WHAT TO PRODUCE: Show every line in the rows below that contains the string "white". Case counts.

[Location annotation dataset excerpts]
----
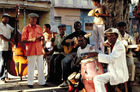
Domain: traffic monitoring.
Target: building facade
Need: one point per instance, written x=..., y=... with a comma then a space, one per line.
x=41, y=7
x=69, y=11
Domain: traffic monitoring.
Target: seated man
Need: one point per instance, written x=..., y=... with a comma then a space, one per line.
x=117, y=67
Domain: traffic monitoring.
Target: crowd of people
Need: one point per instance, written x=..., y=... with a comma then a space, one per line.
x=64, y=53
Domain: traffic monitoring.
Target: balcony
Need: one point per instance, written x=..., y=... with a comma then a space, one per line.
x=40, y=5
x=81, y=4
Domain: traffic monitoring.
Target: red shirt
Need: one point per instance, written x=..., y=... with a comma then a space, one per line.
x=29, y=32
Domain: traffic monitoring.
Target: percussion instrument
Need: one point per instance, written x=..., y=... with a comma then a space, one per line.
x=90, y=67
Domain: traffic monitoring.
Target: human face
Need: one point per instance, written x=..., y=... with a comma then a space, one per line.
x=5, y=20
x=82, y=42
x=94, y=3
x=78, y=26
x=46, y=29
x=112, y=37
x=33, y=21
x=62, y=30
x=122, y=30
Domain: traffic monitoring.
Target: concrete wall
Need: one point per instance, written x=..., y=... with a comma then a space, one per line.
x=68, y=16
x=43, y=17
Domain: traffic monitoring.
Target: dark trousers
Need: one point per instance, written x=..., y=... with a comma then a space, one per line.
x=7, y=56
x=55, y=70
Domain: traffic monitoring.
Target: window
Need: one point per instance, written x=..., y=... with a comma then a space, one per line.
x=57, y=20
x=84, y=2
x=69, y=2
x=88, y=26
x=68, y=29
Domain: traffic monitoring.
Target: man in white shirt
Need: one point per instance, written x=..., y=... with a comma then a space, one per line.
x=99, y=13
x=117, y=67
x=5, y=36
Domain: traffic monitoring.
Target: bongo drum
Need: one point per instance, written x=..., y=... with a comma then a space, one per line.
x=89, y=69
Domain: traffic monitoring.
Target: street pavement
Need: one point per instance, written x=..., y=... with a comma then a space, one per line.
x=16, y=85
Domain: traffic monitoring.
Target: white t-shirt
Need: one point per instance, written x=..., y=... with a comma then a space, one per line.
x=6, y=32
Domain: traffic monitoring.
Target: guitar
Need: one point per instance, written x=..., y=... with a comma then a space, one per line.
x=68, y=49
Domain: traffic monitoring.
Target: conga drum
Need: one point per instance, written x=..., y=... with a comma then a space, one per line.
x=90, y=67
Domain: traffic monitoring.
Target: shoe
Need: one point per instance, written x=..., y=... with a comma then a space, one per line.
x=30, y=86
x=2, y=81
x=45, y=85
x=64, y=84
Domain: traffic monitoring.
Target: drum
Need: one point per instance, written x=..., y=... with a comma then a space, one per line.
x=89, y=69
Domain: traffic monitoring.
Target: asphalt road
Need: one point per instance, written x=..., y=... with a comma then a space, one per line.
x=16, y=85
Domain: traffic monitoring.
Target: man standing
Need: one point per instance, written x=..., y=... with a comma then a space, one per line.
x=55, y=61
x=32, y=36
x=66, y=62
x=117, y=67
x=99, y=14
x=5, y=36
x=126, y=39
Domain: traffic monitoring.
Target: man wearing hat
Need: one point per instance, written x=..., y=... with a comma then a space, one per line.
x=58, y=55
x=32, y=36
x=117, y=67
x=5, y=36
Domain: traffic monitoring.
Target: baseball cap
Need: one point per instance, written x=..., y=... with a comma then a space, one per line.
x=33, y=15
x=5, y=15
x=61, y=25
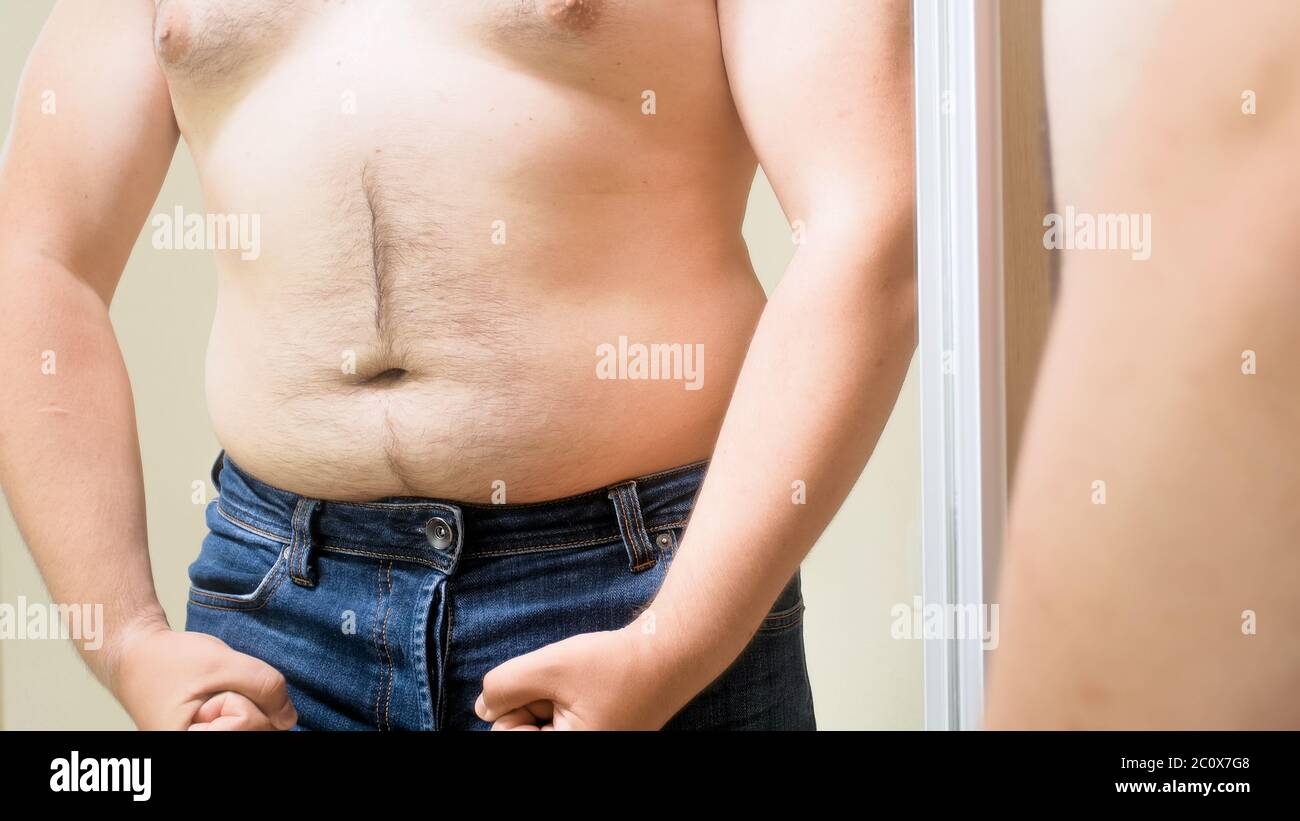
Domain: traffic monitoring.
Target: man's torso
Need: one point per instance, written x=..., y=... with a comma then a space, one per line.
----
CORRECT RESULT:
Target: man in white shirt
Target: white t-shirt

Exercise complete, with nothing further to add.